PASSAGE:
Start of Block
I am Ken Crawford, an ordained Catholic Deacon in the Diocese of Sacramento, California. I was ordained on June 30th, 2018 at the Cathedral of the Blessed Sacrament by Bishop Jaime Soto. This website is where I post information about my various ministries and events.
Some background on me:
I am a life-long Californian, born to fallen away Catholics. I was raised in Oakland, CA and occasionally attended the Methodist church as a child. I was baptized in the Methodist church as a youth. In middle school my parents divorced and I moved to Newark, CA for high school. However, for me I mostly consider those years a short stop-over and primarily consider myself a product of Oakland.
I attended college at California State University, Chico, better known as Chico State. By this point in my life, I was a “card carrying” atheist. If the internet had been a thing, I would have been one of those ‘harass everyone online’ atheists who see it as their job in life to demean all believers and impress everyone with their intellectual superiority. Luckily for me, the internet was just getting off the ground in the mid-90’s and so I had to limit myself to harassing the people I met in person. As we all know, we’re much more restrained when we have to stare a person in the face when we insult them, so while I was still a massive pain in the neck, public decorum prevented me from being too outlandish.
End of Block
Records from a dataset:
Start of Block
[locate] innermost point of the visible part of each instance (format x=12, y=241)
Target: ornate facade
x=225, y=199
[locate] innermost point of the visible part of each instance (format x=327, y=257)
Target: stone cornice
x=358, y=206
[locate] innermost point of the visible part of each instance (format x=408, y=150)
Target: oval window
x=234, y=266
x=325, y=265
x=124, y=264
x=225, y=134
End of Block
Start of Block
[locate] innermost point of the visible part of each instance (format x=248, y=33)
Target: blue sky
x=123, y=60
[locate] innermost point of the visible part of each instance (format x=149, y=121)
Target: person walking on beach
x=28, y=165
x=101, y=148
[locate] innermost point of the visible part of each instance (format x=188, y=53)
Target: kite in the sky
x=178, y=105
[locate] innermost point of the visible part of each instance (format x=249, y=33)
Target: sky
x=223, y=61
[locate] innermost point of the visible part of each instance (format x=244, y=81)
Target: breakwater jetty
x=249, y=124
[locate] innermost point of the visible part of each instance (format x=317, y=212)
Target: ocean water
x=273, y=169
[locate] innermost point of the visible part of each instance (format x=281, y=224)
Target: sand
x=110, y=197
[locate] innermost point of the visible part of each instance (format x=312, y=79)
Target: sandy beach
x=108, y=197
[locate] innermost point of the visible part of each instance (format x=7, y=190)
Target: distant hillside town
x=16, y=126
End of Block
BRIEF:
Write the next part of the background passage, starting right after its last sentence about public decorum. The listing is separate material and is not part of the background passage.

OUTPUT:
An early influence on my coming to faith was the musician David Wilcox. I was introduced to him by a joyful young woman who I had a minor crush on at the time when I was a junior in college. She was the only person in the world who could pull off the nickname ‘Bubbles’ and somehow not seem either infantile or ditsy. David Wilcox’s music was of the folksy guitar genre and he tread a delicate line between being a Christian musician and a secular one. His music is chock full of Christian themes, but he rarely uses the word God or Jesus. This was of course necessary for me to be willing to listen to it. Anything overtly Christian would have been an instant turn off.
Shortly thereafter I met the woman who, and I knew it the first moment I sat down across the table from her at a friend’s birthday party, would eventually become my wife. Wendy is a remarkable person and I am blessed to have her in my life and doubly blessed to have her as my wife. Her faith is very different than the one that eventually developed in me. Her’s has a quiet confidence. Her’s is based more in love and compassion than a search for the truth. That faith worked away at me like water on a jagged rock.
Sadly, I always assumed that quiet, loving, compassionate faith lacked strength and resolve. I had assumed that she would put the intellectual foundations of her faith aside over time but keep the loving gentle spirit that she had. That was why I was rudely and shockingly surprised when, with me down on one knee and ring in hand, she refused to marry me. What I saw in her eyes at that moment rocked me to my core.
I saw a woman who was deeply saddened by what she had to do. She loved me deeply and knew that her refusal would mean the end of our relationship. But she also knew that a marriage to the atheist version of me would be disastrous to her faith. She knew she just couldn’t marry me and be the person she wanted to be. And flowing from that knowledge was a strength in her I could not have possibly fathomed before that moment. Even more troubling to the atheist version of me was that it was blazingly apparent that this strength was not coming from her, but from God flowing through her.
It opened my eyes to a power I had never imagined before. I saw God for the first time in my life.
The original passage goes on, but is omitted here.